The records:
*** Block opens ***
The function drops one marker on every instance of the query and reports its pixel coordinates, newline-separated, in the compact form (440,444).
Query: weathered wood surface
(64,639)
*** Block closes ***
*** Block opens ***
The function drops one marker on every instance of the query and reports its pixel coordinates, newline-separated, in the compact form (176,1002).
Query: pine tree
*** Block closes ***
*** Block opens ***
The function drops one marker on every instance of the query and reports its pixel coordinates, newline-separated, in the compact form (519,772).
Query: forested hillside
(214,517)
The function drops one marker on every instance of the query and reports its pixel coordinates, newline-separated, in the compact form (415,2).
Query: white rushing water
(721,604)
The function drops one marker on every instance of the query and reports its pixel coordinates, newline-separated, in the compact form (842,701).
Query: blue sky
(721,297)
*** Block closes ***
Exercise directions:
Report, for the data above, every line in which the string "pixel" appears.

Solution:
The function drops one marker on every instance of the query and reports its pixel coordinates, newline-separated, in the compact form (440,444).
The function drops one marker on every instance of the query and reports its pixel coordinates, newline-separated, in the compact form (176,1002).
The function drops one marker on every instance of the query and reports its pixel coordinates, newline-separated, in the compact form (519,772).
The function drops one marker on every instance of the query and reports its pixel coordinates, newline-separated, in the compact form (415,2).
The function drops one marker on every instance of the query and reports its pixel coordinates, newline-separated, in the compact form (842,701).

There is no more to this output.